## Excerpt
-----

Tech Stack: Python 3.7, Airflow (1.10.10), Docker
GitHub link: All of the code can be found here.
Airflow + Slack
Slack is an increasingly popular chat app used in the workplace. Apache Airflow is an open source platform for orchestrating workflows. One of the biggest advantages to using Airflow is the versatility around its hooks and operators. Hooks are interfaces to external platforms, databases and also serve as the basic building blocks of Operators.
The Slack Webhook Operator can be used to integrate Airflow with Slack. This operator is typically used for reporting and alerting purposes by scheduling incoming messages to Slack channels when some trigger condition is met.
I’m going to show you how to leverage these tools to perform some very simple reporting in your Slack workspace: send daily weather forecasts to a channel.
These foundations can be expanded to create more complex Airflow + Slack integrations. Let’s get started!
Setting up a Slack Workspace
Note: if you are already familiar with setting up apps on Slack and with the Slack webhook, skip to “Airflow + Docker”
A workspace is a shared hub of channels where teammates and collaborators can communicate together. I created a workspace called weather-enthusiasts.
From our workspace, we need:
- a channel to accept these messages
- webhook url
Let’s have Airflow post to a public channel called #daily-weather-feed. If the message contents are sensitive, consider changing this to a private channel.
Next, we want to create an Airflow app for the workspace. Go to https://api.slack.com/apps and click
Create New App
This should lead you to a modal where you can set the App name. Airflow will post messages under the name you select. For simplicity, I named my app
airflow
.
Exiting the modal leads to a page where you can add “Incoming Webhooks” as an app feature.
Make sure that incoming webhooks are turned on.
Scroll to the bottom of the page and click on “Add New Webhook to Workspace”.
This generates a WebHook URL, which can be used as authentication for Airflow.
The WebHook URL also allows you to programmatically send messages to Slack. Here’s a very simple POST request you can try in the terminal. Don’t forget to replace my redacted URL with yours.
curl -X POST -H 'Content-type: application/json' --data '{"text":"Hi, this is an automated message!"}' https://hooks.slack.com/services/XXXX
Check your channel to see the automated message.
If you are interested in learning more about using APIs and Python in the context of software engineering, this is a Coursera specialization well suited for beginners.
Airflow + Docker
I’m going to show you how to set up Airflow with Docker to properly containerize your application. I am using part of the setup from puckel/docker-airflow.
Airflow comes with a lot of configurations which can be complex to set up. Using Docker makes it easier to get started with reproducible results.
What is Docker? Docker is a way of packaging individual applications independent of your local set up. Each application is in its own Docker container. Here are some helpful resources about Docker, including one that I have written about Docker commands.

-----

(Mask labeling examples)
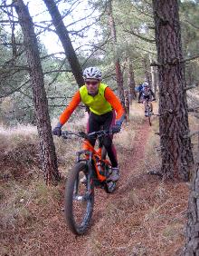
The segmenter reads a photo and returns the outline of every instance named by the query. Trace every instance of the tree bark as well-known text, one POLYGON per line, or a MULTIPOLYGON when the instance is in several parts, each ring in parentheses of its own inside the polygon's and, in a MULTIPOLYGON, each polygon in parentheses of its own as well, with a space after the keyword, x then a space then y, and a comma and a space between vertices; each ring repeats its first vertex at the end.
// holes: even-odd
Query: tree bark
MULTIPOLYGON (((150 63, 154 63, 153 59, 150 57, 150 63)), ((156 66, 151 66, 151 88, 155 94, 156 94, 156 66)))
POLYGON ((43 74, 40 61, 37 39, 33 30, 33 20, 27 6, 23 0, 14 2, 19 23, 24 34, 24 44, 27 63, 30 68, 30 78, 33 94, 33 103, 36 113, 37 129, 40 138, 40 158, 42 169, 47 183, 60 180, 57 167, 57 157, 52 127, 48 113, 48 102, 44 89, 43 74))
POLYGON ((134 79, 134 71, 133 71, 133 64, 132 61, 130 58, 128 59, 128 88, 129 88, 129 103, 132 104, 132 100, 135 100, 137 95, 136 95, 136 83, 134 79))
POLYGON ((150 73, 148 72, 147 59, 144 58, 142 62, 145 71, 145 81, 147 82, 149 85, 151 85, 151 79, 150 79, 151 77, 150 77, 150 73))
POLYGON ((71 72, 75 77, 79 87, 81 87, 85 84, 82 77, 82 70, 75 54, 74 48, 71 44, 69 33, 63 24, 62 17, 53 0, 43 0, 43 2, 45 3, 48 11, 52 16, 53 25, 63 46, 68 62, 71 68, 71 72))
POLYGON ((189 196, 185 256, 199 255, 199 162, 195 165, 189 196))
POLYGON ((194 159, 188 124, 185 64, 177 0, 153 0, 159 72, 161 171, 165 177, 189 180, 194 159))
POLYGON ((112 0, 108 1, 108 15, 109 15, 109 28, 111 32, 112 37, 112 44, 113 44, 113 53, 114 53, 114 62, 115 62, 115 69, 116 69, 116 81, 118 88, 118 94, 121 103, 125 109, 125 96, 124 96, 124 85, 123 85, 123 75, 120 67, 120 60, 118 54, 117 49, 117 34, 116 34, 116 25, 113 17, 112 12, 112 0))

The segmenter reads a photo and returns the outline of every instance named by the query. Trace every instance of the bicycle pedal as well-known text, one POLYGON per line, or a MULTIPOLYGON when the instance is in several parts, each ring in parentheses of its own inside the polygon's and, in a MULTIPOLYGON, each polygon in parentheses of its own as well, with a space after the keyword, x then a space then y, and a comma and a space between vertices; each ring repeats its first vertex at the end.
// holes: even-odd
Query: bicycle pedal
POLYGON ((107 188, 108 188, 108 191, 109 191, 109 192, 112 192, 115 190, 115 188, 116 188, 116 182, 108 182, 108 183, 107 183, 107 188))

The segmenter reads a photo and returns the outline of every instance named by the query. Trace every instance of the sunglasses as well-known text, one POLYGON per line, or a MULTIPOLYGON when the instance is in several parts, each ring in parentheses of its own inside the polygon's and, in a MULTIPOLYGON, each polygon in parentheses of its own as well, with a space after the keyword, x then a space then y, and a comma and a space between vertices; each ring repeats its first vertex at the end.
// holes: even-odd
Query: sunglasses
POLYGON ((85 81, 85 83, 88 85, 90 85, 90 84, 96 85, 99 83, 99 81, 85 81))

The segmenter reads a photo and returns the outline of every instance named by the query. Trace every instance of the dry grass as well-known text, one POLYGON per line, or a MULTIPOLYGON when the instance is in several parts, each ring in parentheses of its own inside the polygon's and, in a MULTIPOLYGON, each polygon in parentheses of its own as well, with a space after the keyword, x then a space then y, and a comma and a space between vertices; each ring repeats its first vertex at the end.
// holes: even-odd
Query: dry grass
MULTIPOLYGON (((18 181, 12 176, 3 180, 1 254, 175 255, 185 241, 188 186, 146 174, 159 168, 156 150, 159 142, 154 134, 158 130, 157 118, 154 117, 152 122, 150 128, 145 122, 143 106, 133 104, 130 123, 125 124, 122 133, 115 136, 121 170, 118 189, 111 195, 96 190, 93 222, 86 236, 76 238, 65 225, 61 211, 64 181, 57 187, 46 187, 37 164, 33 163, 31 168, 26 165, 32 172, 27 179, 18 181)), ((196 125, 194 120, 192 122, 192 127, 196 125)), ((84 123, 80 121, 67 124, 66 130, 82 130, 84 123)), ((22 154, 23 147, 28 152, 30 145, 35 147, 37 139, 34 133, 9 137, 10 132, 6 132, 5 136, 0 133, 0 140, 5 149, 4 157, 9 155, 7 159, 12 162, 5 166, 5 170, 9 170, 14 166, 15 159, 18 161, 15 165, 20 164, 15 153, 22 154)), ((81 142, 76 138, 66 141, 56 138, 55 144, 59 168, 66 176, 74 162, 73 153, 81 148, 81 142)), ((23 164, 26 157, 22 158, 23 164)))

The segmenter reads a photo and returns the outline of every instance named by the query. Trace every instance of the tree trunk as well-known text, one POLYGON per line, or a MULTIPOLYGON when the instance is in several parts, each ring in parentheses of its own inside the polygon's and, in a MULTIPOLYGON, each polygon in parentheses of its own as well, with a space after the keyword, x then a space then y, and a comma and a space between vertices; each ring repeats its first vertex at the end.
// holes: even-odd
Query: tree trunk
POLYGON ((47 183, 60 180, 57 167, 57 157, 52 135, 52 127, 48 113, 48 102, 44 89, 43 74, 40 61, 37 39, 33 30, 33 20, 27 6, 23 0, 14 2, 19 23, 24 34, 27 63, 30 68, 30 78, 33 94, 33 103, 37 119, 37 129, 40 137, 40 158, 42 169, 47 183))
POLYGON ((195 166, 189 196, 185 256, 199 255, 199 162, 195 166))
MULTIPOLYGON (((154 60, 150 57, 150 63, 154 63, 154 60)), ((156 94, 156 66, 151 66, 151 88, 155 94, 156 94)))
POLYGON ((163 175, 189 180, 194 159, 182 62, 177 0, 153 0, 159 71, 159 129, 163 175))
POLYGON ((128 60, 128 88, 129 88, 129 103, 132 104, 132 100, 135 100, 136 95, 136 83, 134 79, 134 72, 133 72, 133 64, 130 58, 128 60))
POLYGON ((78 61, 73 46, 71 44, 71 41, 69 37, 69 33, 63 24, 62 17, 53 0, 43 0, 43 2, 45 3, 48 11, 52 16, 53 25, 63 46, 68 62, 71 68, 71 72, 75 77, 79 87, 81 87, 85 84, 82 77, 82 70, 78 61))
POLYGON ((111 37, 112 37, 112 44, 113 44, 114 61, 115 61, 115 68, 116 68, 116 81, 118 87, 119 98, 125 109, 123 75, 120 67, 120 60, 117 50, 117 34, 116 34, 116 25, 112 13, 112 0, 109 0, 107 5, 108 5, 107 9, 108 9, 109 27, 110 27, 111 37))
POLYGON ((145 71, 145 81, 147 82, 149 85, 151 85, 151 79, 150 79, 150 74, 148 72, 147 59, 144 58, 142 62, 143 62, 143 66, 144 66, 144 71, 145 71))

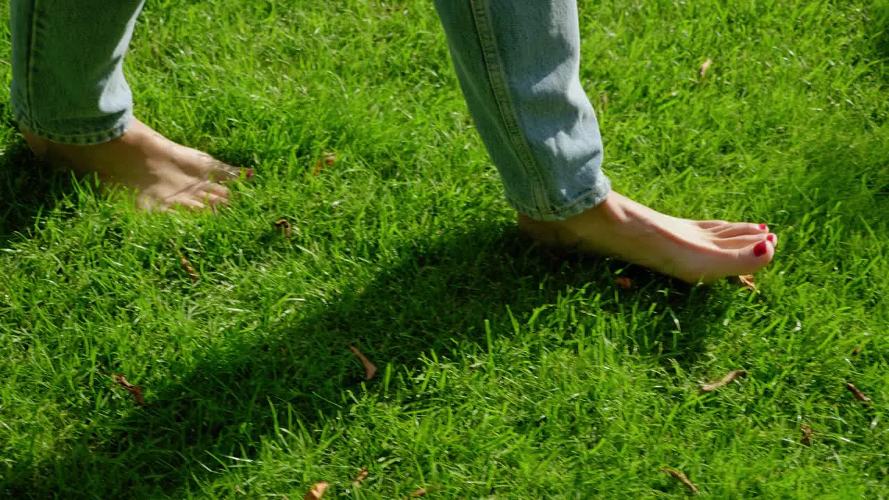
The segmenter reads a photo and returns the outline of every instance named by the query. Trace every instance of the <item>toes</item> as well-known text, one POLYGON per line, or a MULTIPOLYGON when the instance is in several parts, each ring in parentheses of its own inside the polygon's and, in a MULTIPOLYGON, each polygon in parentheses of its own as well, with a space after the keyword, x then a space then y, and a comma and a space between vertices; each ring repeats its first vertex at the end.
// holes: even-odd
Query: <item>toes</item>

-----

## What is asked
(a) Answer these questions about the Airflow and Slack tutorial:
(i) What name did the author give the Slack workspace?
(ii) Which public channel is Airflow set to post to?
(iii) Which version of Airflow appears in the tech stack?
(b) What does the Airflow and Slack tutorial list in its tech stack?
(c) Pick up the Airflow and Slack tutorial after its last sentence and keep writing.
None of this work requires the data.

## Outputs for the tasks
(a)
(i) weather-enthusiasts
(ii) #daily-weather-feed
(iii) 1.10.10

(b)
- Python 3.7
- Airflow (1.10.10)
- Docker

(c)
For more advanced Docker applications with AWS services:
Airflow
The entire Airflow platform can be broken into four parts: the scheduler, the executor, the metadata database and the webserver.
- scheduler decides which jobs to run and at what time/order
- executor executes the instructions for each job
- the database stores Airflow states (did this job succeed or fail? how long did it take to run?)
- the webserver is the user interface that makes it easier to interface with Airflow; the webserver is a Flask app under the hood
DAG (Directed Acyclic Graph)
DAGs are a very important concept in Airflow. Each DAG is a collection of similar tasks organized in a way that reflects their dependencies and relationships. These graphs cannot have directed cycles, or in other words, mutually dependent jobs.
DAGs are defined in Python scripts and they help the scheduler determine which jobs to run. A downstream job cannot run until all upstream jobs have finished successfully.
Setting up Airflow
Create a repository for your Airflow server. I will name mine
slack-airflow
. Once again, my repository is hosted here. These are the components in the directory:- requirements.txt
- Dockerfile
- Airflow sub-directory to manage configurations
- docker-compose.yml
- shell script for starting Airflow
- a DAG file (we will get more to this later)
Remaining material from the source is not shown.